(Entries from a dataset)
* start *

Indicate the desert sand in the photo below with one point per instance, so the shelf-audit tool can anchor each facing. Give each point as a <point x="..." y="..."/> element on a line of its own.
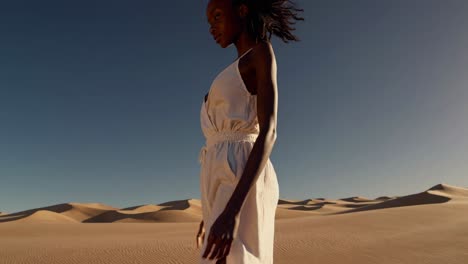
<point x="426" y="227"/>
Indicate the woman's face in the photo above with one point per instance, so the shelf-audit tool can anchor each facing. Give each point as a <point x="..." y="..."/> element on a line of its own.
<point x="224" y="22"/>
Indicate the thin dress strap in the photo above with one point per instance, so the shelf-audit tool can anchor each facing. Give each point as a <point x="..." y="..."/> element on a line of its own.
<point x="244" y="53"/>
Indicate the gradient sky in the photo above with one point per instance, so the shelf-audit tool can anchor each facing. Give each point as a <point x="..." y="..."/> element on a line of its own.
<point x="100" y="100"/>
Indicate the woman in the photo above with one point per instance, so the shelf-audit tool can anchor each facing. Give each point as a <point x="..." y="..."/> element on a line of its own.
<point x="238" y="183"/>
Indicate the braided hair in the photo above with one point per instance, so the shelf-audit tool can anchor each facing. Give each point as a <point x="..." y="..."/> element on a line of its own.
<point x="270" y="16"/>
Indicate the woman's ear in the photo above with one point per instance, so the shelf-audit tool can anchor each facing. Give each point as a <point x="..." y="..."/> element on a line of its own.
<point x="243" y="10"/>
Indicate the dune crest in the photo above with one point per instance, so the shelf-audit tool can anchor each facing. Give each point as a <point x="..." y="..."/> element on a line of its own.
<point x="189" y="210"/>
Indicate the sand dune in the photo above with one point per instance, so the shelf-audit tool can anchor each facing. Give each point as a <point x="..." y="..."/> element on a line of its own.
<point x="427" y="227"/>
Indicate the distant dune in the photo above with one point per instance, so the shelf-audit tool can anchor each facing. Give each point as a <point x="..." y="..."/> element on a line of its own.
<point x="189" y="210"/>
<point x="427" y="227"/>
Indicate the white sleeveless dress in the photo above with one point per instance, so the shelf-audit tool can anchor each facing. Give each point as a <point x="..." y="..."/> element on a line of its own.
<point x="230" y="125"/>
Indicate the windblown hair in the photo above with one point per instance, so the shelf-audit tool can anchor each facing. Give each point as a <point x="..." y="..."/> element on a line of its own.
<point x="271" y="16"/>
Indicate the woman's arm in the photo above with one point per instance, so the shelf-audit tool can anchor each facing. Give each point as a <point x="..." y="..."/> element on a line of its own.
<point x="267" y="105"/>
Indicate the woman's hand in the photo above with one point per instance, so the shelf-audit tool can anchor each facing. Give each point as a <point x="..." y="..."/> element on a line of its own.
<point x="220" y="236"/>
<point x="200" y="235"/>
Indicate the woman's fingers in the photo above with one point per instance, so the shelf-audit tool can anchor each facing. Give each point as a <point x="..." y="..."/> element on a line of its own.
<point x="209" y="245"/>
<point x="219" y="246"/>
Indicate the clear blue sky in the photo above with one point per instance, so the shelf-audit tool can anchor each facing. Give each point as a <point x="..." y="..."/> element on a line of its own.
<point x="100" y="100"/>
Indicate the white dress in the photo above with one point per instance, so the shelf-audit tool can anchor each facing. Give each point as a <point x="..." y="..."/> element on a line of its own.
<point x="230" y="125"/>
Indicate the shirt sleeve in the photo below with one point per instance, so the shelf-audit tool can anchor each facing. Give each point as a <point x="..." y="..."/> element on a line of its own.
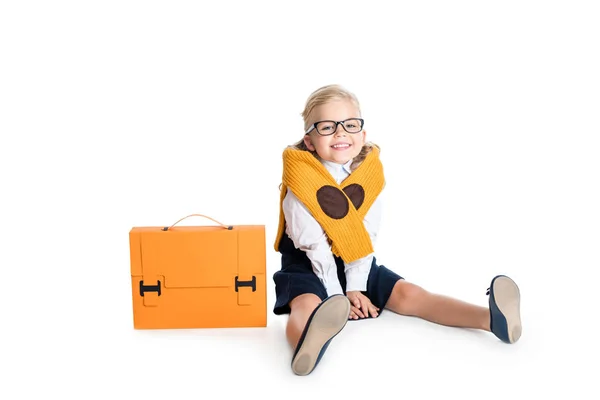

* end *

» What is asked:
Pick out each line in the items above that contains the word "hair". Case counts.

» Exercise answer:
Indicate the braided hair in the photo above with one point per instance, so the shelf-audit tool can anchor each facing. Give each point as a <point x="..." y="..."/> element on a line of its own.
Indicate the windblown hair in the photo above with one point per instance, so the shelf-audit tool can anchor each facing. Give each point as a <point x="..." y="..."/> element on a line of its own.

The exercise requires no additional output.